§ **EXERCISE 1**
For each of statements (a), (b), and (c), state whether it agrees with the working-hours thread, answering yes or no and quoting the deciding words of the thread exactly. (a) The standard working week in Denmark is 37.5 hours. (b) The gardeners and pool men worked until 5pm. (c) Many telemarketing companies begin their working day at 10.

I know in Australia the standard working week is 38 hours but it's often expected that you'll wrok 45 just to keep up. ( still getting paid for 38) However, in DK, the standard working week is 37.5 and if you work more,....you get paid for it. So is it common down there to work unpaid overtime or are work better regulated?


----------



## jojo (Sep 20, 2007)

richie rich said:


> HI all,...I just read though those posts,...5 hours travelling to and from work each day?? I have to wonderwhat time people get up of a morning ...3.00 a.m maybe?( oh, and by the way, it takes me 7 MINUTES to walk to work  )
> But seriously aside from the ironic humour,..what are work hours like there? I've read that the siesta is a thing of the past, so do people work the usual 8.00 to18.00 like we do in Australia or is it more like the 8.00 to 15.30 like we do in DK?
> I know in Australia the standard working week is 38 hours but it's often expected that you'll wrok 45 just to keep up. ( still getting paid for 38) However, in DK, the standard working week is 37.5 and if you work more,....you get paid for it. So is it common down there to work unpaid overtime or are work better regulated?



Siesta is NOT a thing of the past, it maybe in the cities, but certainly where I live the sshops close at 1ish and it all goes quiet til 5pm and the whole place wakes up properly at around 8pm onwards!

From what I can see, in the heat of the summer, workers start early. We had some gardeners pool men in to do some work and they were rarint to go at 7.30am and worked til 2.30pm, but then it was simply too hot. The banks in town have "summer hours" and open at 8.30am and close at 2pm for the day.

Jo xxx


----------



## Suenneil (Feb 17, 2009)

richie rich said:


> HI all,...I just read though those posts,...5 hours travelling to and from work each day?? I have to wonderwhat time people get up of a morning ...3.00 a.m maybe?( oh, and by the way, it takes me 7 MINUTES to walk to work  )
> But seriously aside from the ironic humour,..what are work hours like there? I've read that the siesta is a thing of the past, so do people work the usual 8.00 to18.00 like we do in Australia or is it more like the 8.00 to 15.30 like we do in DK?
> I know in Australia the standard working week is 38 hours but it's often expected that you'll wrok 45 just to keep up. ( still getting paid for 38) However, in DK, the standard working week is 37.5 and if you work more,....you get paid for it. So is it common down there to work unpaid overtime or are work better regulated?


Hi Richie

I think it depends what your work is and who you work for. When I was working fo UK companies based here the hours were more or less 40 hours - but the start of the day was often delayed until 10 ish (to take into account the time difference as most of the business involved talking to uk companies and clients) so you finished around 7 pm. Although a lot of telemarketing companies for example dont start until 12 or 1pm working through to 9 or 10 in the evening.

§ **RECORDS TO USE**
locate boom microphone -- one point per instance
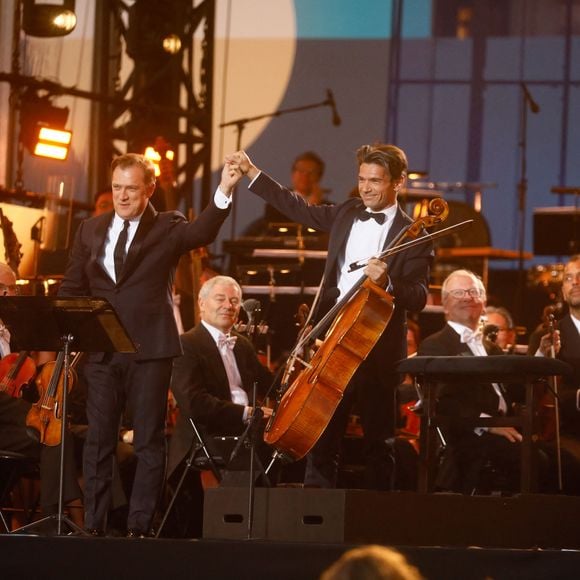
(336, 120)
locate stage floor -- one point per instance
(297, 533)
(34, 558)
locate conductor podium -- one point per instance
(63, 324)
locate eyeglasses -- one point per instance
(462, 293)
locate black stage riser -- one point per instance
(399, 518)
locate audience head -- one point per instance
(220, 299)
(463, 297)
(571, 284)
(307, 171)
(372, 563)
(7, 281)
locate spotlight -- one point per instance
(47, 20)
(43, 130)
(155, 157)
(52, 143)
(172, 44)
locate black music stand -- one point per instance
(80, 324)
(514, 369)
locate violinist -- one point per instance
(359, 228)
(504, 331)
(564, 341)
(15, 437)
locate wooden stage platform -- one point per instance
(299, 532)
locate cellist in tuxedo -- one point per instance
(359, 228)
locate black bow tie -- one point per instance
(364, 215)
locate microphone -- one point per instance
(534, 107)
(336, 120)
(251, 307)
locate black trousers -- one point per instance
(123, 381)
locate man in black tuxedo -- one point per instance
(567, 348)
(206, 387)
(129, 256)
(463, 297)
(213, 384)
(359, 229)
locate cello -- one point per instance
(356, 324)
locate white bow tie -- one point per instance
(469, 335)
(227, 342)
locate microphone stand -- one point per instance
(522, 192)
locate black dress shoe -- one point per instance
(134, 533)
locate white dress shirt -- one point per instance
(239, 396)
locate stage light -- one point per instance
(43, 19)
(172, 44)
(155, 157)
(43, 130)
(52, 143)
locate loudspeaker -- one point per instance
(226, 513)
(395, 518)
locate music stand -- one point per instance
(80, 324)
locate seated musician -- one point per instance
(566, 348)
(213, 380)
(307, 172)
(15, 437)
(463, 297)
(500, 328)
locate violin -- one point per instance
(356, 324)
(16, 371)
(44, 420)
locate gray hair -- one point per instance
(208, 286)
(476, 280)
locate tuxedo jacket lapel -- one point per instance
(214, 360)
(145, 224)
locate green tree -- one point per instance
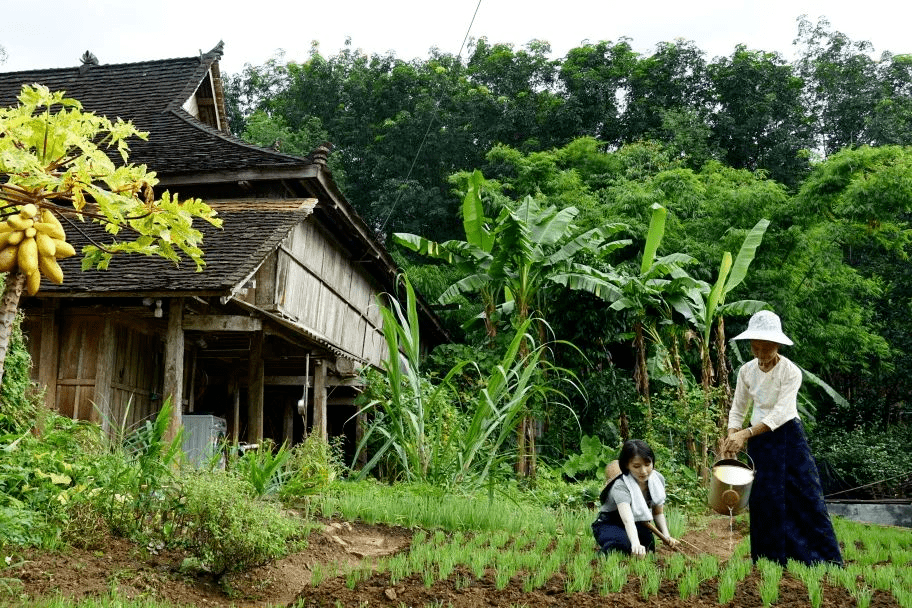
(594, 75)
(760, 122)
(673, 80)
(842, 84)
(54, 162)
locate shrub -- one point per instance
(858, 457)
(20, 402)
(312, 466)
(227, 528)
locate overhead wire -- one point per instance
(430, 124)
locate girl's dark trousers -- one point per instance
(611, 535)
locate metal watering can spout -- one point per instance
(730, 484)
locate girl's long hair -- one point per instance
(630, 450)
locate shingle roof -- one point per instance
(232, 254)
(150, 94)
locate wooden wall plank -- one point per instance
(49, 352)
(104, 375)
(174, 364)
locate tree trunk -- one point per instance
(9, 306)
(722, 375)
(641, 373)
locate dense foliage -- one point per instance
(811, 150)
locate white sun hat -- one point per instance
(764, 325)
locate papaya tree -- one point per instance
(55, 165)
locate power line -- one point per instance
(430, 123)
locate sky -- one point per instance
(35, 36)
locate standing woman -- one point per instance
(631, 500)
(788, 516)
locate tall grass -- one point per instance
(421, 445)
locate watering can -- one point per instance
(729, 486)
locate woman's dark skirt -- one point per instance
(611, 535)
(788, 516)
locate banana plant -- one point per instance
(705, 308)
(650, 296)
(512, 263)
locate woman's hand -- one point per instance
(734, 443)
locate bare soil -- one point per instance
(133, 571)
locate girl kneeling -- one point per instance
(630, 501)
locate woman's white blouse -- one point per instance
(774, 394)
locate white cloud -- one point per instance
(36, 36)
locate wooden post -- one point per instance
(236, 427)
(174, 365)
(319, 392)
(104, 376)
(191, 388)
(288, 426)
(360, 424)
(255, 389)
(49, 357)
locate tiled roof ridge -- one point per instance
(205, 63)
(103, 66)
(267, 246)
(233, 139)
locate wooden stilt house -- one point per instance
(271, 334)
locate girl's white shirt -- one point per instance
(774, 394)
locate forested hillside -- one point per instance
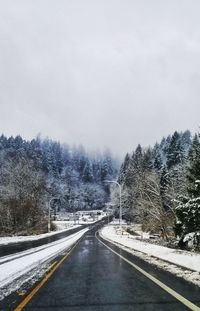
(32, 172)
(161, 186)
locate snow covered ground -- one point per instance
(176, 261)
(15, 268)
(61, 226)
(16, 239)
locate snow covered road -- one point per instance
(15, 266)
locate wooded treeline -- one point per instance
(161, 187)
(32, 172)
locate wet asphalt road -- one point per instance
(93, 278)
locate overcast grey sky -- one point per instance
(99, 72)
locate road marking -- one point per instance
(21, 293)
(44, 280)
(52, 265)
(169, 290)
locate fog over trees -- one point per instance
(161, 187)
(32, 172)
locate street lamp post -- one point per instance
(120, 201)
(49, 212)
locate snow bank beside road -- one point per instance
(185, 259)
(17, 239)
(17, 266)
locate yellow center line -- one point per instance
(52, 265)
(169, 290)
(44, 280)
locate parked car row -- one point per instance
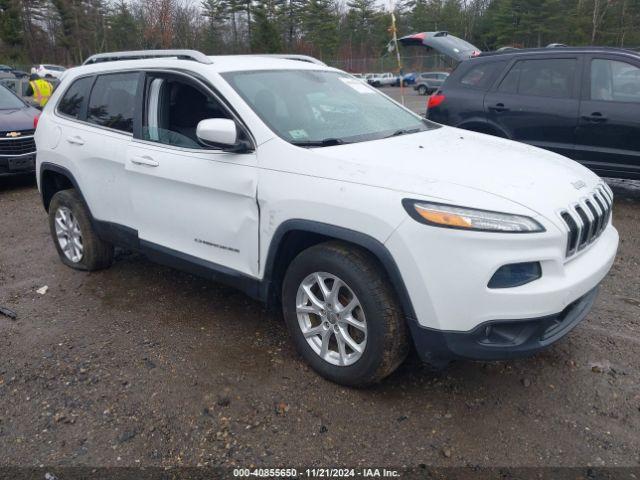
(47, 71)
(583, 103)
(212, 174)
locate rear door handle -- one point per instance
(595, 117)
(499, 107)
(146, 161)
(75, 140)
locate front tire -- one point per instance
(76, 241)
(343, 314)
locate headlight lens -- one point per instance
(450, 216)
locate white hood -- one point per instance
(432, 162)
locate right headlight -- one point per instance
(463, 218)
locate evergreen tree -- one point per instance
(320, 26)
(216, 13)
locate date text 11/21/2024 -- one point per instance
(317, 472)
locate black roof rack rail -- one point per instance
(193, 55)
(292, 56)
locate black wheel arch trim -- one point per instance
(469, 124)
(377, 248)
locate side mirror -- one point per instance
(220, 132)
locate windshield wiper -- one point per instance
(327, 142)
(404, 131)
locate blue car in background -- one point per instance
(410, 78)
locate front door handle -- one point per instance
(75, 140)
(595, 117)
(499, 107)
(146, 161)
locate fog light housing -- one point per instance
(516, 275)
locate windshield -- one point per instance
(8, 101)
(322, 108)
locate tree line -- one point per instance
(68, 31)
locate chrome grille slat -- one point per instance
(586, 220)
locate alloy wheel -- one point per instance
(331, 319)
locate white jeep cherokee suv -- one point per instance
(297, 183)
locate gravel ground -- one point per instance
(143, 365)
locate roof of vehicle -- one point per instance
(513, 52)
(186, 59)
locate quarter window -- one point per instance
(71, 102)
(542, 78)
(614, 81)
(112, 101)
(481, 76)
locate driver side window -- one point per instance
(173, 110)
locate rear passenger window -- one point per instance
(71, 101)
(481, 75)
(542, 78)
(113, 99)
(174, 109)
(614, 81)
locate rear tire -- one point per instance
(76, 241)
(377, 340)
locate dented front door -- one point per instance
(196, 203)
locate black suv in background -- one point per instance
(580, 102)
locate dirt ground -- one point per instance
(144, 365)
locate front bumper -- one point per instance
(502, 339)
(19, 164)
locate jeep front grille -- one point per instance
(587, 219)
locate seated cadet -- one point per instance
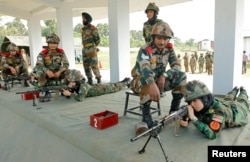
(13, 65)
(78, 89)
(150, 76)
(51, 63)
(210, 115)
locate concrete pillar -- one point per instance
(228, 40)
(119, 43)
(65, 31)
(35, 38)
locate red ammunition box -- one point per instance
(103, 119)
(29, 95)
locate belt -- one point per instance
(88, 45)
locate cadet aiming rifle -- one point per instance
(46, 90)
(156, 129)
(12, 78)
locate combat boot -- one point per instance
(126, 81)
(90, 81)
(99, 80)
(175, 104)
(146, 116)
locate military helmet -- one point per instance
(195, 89)
(87, 16)
(152, 6)
(52, 38)
(161, 29)
(12, 47)
(73, 75)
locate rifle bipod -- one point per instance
(155, 134)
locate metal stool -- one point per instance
(132, 109)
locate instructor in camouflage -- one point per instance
(78, 89)
(149, 73)
(210, 115)
(51, 63)
(13, 65)
(90, 41)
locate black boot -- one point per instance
(99, 80)
(26, 83)
(90, 81)
(146, 116)
(126, 81)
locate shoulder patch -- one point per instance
(45, 51)
(39, 58)
(149, 50)
(60, 50)
(170, 45)
(215, 125)
(218, 118)
(144, 56)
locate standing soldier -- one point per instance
(206, 58)
(78, 89)
(51, 63)
(193, 63)
(201, 62)
(196, 58)
(152, 11)
(14, 65)
(149, 73)
(179, 60)
(185, 58)
(209, 63)
(90, 41)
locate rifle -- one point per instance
(11, 79)
(47, 90)
(156, 129)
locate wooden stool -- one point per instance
(132, 109)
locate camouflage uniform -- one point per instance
(90, 41)
(201, 62)
(186, 59)
(53, 60)
(192, 63)
(150, 65)
(231, 111)
(15, 61)
(83, 89)
(209, 63)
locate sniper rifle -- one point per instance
(46, 90)
(156, 129)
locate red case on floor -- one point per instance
(103, 119)
(29, 95)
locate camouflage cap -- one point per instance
(152, 6)
(12, 47)
(161, 29)
(195, 89)
(52, 38)
(87, 16)
(73, 75)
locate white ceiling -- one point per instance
(46, 9)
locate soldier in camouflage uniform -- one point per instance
(79, 90)
(51, 63)
(210, 115)
(90, 41)
(186, 62)
(152, 11)
(149, 74)
(201, 61)
(209, 63)
(13, 64)
(192, 63)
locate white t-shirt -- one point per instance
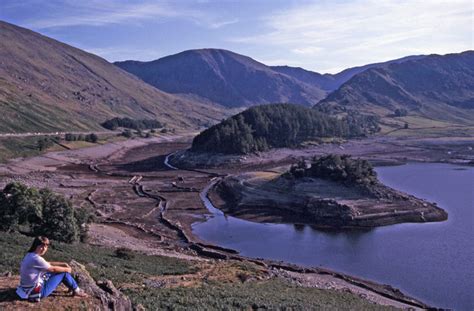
(32, 268)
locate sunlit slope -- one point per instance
(46, 85)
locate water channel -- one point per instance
(433, 261)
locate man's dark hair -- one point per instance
(39, 240)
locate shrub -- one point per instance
(124, 253)
(44, 143)
(127, 133)
(143, 124)
(341, 168)
(277, 126)
(40, 212)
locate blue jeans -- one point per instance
(54, 279)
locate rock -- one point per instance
(110, 297)
(139, 307)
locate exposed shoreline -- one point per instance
(116, 200)
(252, 198)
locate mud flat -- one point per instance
(154, 214)
(268, 197)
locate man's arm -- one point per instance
(59, 269)
(58, 263)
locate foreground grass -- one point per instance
(222, 291)
(272, 294)
(101, 262)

§ **EXERCISE 2**
Output the stretch of the records from the line containing "locate man's dark" through the end of the records, reproducing each line exactly.

§ **WRITTEN REPLY 1**
(a) Yes: "in DK, the standard working week is 37.5"
(b) No: "worked til 2.30pm"
(c) No: "dont start until 12 or 1pm"

§ **WRITTEN REPLY 2**
locate man's dark hair -- one point per instance
(39, 240)
locate shrub -- one point per instance
(124, 253)
(44, 143)
(127, 133)
(143, 124)
(341, 168)
(277, 126)
(40, 212)
locate blue jeans -- one point per instance
(54, 279)
locate rock -- one point per instance
(110, 297)
(139, 307)
locate exposed shoreline -- one point per instance
(116, 200)
(252, 198)
locate mud flat -- one point per instance
(154, 214)
(268, 197)
locate man's arm -- one point per instance
(59, 269)
(58, 263)
locate foreground grass -- one point per instance
(222, 291)
(272, 294)
(101, 262)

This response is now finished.